◆ SET OF TASKS
- A) In the news story about the Roswell tennis complex, how many acres of Big Creek Park would the city lease to Krause?
- B) Copy the news story about the Roswell tennis complex word for word, from "By: Mike Petchenik" to "few years ago.".

• Roswell says new tennis complex would be huge boost. Neighbors don't want it.

    By: Mike Petchenik


    ATLANTA - Roswell leaders, who thought they had an ace on their hands when they proposed construction of the largest tennis facility in the country in a popular park are getting a volley back from neighbors who don’t want it there.

    Channel 2’s Mike Petchenik first broke news of the proposal Thursday morning.

    Car dealership owner Vernon Krause brought the idea to city leaders.

    “It started out an idea for a small facility that would serve underprivileged and special needs children, and it grew after a meeting with the city of Roswell,” Krause told Petchenik.

    He said the center will be named after his daughter, Angela, an avid tennis player who died from a rare form of cancer a few years ago.

    “She was just a very special child,” he said. “My wife and our remaining children wanted to do something special in her memory and to keep her legacy alive.”


    Mayor Lori Henry told Petchenik the city would lease 60 acres of Big Creek Park to Krause, who would pay for the building and hire management for the facility.

    “Big Creek was never meant to be a passive park. However, we just hadn’t had the resources to build on it.  So, now we do,” she said. “The entire facility will be available to Roswell residents at the rates we charge for other facilities in town.  So, it’s a win-win for Roswell.”

    After the announcement, Petchenik began hearing from park neighbors off Old Alabama Road and learned of a petition to stop the city from moving forward at Big Creek.

◆ GIVEN DATA
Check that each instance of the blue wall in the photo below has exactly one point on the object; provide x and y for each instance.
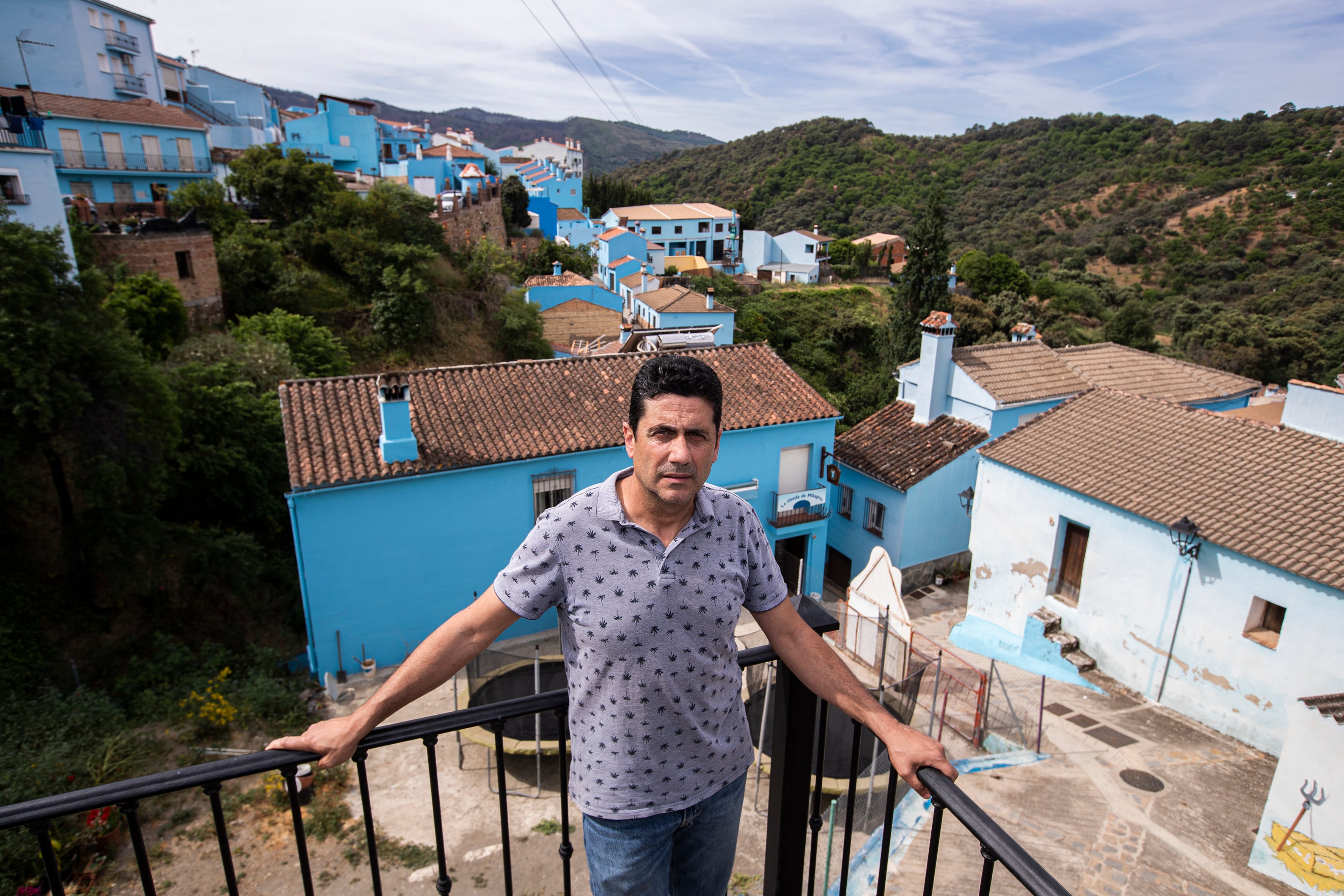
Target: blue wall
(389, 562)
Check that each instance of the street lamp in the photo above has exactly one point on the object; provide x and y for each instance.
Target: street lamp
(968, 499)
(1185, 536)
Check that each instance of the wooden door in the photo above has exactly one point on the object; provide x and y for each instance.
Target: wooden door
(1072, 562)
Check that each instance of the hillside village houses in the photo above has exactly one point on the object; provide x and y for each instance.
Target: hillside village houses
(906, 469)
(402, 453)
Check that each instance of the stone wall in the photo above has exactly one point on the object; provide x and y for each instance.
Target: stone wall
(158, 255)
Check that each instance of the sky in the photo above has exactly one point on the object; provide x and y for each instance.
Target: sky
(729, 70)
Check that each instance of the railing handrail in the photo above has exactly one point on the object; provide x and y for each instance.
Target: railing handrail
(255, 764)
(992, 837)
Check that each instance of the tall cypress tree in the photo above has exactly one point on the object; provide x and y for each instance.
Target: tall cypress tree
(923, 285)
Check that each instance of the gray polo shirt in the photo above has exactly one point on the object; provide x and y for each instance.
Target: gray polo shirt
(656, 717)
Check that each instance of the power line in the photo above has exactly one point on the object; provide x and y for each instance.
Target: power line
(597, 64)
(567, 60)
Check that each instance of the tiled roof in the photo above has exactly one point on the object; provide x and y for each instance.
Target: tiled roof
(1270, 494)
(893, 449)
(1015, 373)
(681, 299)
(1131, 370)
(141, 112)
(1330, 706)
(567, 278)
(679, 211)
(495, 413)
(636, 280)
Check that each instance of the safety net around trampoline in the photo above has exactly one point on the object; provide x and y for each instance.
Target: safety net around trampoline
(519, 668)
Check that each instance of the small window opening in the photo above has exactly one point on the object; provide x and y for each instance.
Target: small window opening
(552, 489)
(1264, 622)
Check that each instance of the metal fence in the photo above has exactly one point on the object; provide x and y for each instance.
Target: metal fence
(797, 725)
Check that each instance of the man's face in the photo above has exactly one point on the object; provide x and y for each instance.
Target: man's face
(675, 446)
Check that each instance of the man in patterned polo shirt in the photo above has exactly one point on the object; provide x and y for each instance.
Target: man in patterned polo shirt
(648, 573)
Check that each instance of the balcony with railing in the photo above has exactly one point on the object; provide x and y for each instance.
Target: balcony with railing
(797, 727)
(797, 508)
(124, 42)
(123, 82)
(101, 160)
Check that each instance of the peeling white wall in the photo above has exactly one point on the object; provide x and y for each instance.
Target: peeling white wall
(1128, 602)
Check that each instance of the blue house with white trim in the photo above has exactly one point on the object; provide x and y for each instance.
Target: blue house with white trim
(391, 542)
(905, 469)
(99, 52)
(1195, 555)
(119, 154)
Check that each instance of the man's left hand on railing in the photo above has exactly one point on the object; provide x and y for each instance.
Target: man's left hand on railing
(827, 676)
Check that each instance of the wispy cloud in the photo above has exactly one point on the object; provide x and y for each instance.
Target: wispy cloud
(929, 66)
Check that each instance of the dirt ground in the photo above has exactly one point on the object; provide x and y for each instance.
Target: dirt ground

◆ EXPECTED OUTPUTS
- A) 60 acres

- B)
By: Mike Petchenik


    ATLANTA - Roswell leaders, who thought they had an ace on their hands when they proposed construction of the largest tennis facility in the country in a popular park are getting a volley back from neighbors who don’t want it there.

    Channel 2’s Mike Petchenik first broke news of the proposal Thursday morning.

    Car dealership owner Vernon Krause brought the idea to city leaders.

    “It started out an idea for a small facility that would serve underprivileged and special needs children, and it grew after a meeting with the city of Roswell,” Krause told Petchenik.

    He said the center will be named after his daughter, Angela, an avid tennis player who died from a rare form of cancer a few years ago.